» **Reading passage**:
Interview with Laurence Crane contd. (Side 2)
L: Have you asked me all the questions, Tim?
T: No, maybe I should ask you some more, very quickly.
T: I've lost train of thought, but whatever.
L: What were we talking about? I was talking about- I think I was talking about the fact that um it's not...the melancholic music...you know, er, finding it melancholic is not a problem.
T: I've lost my train of questions...
L: It doesn't have any bearing on my emotional state. It's not meant to be er- structure? Articulating a structure?
T: What about it?
L: I can't remember.
T: That's a point though, you've talked quite adequately about that already, the clarity of structure.
L: Clarity of structure, yeah
T: Because a word that's often thrown to your work and work like you, in your general direction is "simplicity", and I wonder whether that's a misuse of word, cos I think I prefer the word "clarity" to "simplicity", you know. I don't know...
L: Yeah well "simplicity" is a term, you know like the "New Simplicity"... There's the "New Complexity" and the "New Simplicity".
T: I mean a misnomer.
L: Yeah, it's a misnomer. I mean they're all misnomers - minimal music, postmodern music, er...
T: yeah did you see- I was described and I suppose you as well as a postminimalist.
L: Postminimalist, yeah...
T: And I don't know what that is.
L: I mean, it's a valid as any other term, I mean all these- if you say postminimalist then you roughly know what it means.
L: Well I would take that to mean composers who have taken so much from minimalism but not a sort of er blanket sort of um...
T: I wanted to talk about your Englishness. Perhaps it's a very bad idea. Your music's very English, and I don't know what that means.
L: Yeah, well, oh God, um...
T: Well, firstly does it have a response when I say that to you?
L: Yeah, no no I would say it was very English yeah
T: Positive or negative?

» **Data section**:
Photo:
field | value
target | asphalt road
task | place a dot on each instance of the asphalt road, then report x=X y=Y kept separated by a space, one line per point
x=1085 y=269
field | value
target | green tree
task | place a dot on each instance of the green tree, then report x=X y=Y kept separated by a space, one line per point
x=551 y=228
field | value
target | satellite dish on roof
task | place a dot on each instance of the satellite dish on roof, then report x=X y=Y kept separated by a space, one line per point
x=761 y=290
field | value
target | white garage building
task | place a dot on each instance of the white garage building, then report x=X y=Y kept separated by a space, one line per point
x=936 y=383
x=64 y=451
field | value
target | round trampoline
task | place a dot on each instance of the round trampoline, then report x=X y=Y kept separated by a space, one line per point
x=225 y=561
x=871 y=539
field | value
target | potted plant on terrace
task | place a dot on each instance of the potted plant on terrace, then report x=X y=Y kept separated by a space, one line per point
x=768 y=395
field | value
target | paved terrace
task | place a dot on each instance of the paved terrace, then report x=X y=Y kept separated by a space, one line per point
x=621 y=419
...
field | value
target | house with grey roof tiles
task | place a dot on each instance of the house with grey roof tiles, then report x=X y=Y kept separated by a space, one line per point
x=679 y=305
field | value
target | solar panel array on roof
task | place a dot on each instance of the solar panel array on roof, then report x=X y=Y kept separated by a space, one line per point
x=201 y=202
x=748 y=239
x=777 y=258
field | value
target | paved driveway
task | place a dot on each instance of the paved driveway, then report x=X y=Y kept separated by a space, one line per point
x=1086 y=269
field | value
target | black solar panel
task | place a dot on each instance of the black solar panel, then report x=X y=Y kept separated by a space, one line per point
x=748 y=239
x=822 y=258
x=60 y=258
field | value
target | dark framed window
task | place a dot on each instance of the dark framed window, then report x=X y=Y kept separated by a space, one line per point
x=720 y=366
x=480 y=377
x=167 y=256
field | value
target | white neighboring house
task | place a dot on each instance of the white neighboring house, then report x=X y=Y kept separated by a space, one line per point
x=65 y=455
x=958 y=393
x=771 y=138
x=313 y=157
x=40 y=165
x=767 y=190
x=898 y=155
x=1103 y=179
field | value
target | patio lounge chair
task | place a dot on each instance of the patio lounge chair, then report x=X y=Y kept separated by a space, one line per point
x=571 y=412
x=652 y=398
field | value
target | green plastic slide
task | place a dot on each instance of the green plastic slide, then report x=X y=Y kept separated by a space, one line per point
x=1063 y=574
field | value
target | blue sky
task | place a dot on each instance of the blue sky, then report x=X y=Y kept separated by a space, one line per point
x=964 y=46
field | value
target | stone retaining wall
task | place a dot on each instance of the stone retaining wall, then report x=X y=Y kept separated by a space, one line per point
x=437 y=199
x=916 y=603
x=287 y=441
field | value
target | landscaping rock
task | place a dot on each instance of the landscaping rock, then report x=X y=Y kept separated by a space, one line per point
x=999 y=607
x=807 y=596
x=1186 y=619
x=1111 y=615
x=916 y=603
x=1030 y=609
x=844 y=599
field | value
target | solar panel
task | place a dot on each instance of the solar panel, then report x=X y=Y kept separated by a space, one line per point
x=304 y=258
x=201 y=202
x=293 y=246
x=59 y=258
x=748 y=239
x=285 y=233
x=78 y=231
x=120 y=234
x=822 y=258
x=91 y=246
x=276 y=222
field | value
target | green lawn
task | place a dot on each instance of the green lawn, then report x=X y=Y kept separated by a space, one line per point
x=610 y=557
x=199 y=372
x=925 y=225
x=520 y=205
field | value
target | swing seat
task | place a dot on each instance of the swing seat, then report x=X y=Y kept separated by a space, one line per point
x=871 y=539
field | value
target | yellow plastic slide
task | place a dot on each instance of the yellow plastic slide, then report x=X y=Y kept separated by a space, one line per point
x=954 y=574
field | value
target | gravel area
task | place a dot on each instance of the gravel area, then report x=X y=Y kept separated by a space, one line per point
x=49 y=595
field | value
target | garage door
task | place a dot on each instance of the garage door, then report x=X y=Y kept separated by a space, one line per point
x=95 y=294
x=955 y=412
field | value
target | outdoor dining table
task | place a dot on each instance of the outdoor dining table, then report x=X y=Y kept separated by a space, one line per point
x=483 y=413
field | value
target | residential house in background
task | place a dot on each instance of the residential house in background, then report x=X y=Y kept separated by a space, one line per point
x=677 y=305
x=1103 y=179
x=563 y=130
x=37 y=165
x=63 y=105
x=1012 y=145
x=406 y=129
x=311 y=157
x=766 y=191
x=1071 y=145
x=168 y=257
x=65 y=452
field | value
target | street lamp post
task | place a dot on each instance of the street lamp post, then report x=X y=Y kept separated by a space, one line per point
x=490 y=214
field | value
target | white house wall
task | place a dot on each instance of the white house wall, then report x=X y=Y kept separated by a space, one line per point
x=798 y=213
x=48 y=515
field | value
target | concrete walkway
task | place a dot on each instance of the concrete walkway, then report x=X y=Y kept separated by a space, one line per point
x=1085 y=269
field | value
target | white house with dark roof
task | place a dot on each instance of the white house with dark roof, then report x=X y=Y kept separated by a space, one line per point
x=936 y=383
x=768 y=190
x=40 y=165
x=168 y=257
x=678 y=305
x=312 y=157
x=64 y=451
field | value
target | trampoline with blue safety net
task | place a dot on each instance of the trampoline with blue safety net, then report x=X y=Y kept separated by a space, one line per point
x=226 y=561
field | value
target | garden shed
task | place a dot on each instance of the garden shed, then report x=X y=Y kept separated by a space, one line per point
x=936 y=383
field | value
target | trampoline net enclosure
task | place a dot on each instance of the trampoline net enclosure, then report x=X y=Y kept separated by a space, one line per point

» **Actions to take**:
1. From the interview with Laurence Crane, reproduce the passage that begins at the words "L: I mean, it's" and stops after the words "that to you?".
2. Decide whether each statement below agrees with the interview with Laurence Crane. Answer yes or no, and quote the deciding words of the interview.
(a) Laurence says that finding his music melancholic is a problem.
(b) Tim prefers the word "clarity" to the word "simplicity".
(c) Laurence would describe his music as very English.
3. In the interview with Laurence Crane, which label does Laurence name alongside "minimal music" as a misnomer?

» **Responses per task**:
1.
L: I mean, it's a valid as any other term, I mean all these- if you say postminimalist then you roughly know what it means.
L: Well I would take that to mean composers who have taken so much from minimalism but not a sort of er blanket sort of um...
T: I wanted to talk about your Englishness. Perhaps it's a very bad idea. Your music's very English, and I don't know what that means.
L: Yeah, well, oh God, um...
T: Well, firstly does it have a response when I say that to you?

2.
(a) No: "finding it melancholic is not a problem."
(b) Yes: "I think I prefer the word "clarity" to "simplicity""
(c) Yes: "I would say it was very English"

3. Postmodern music.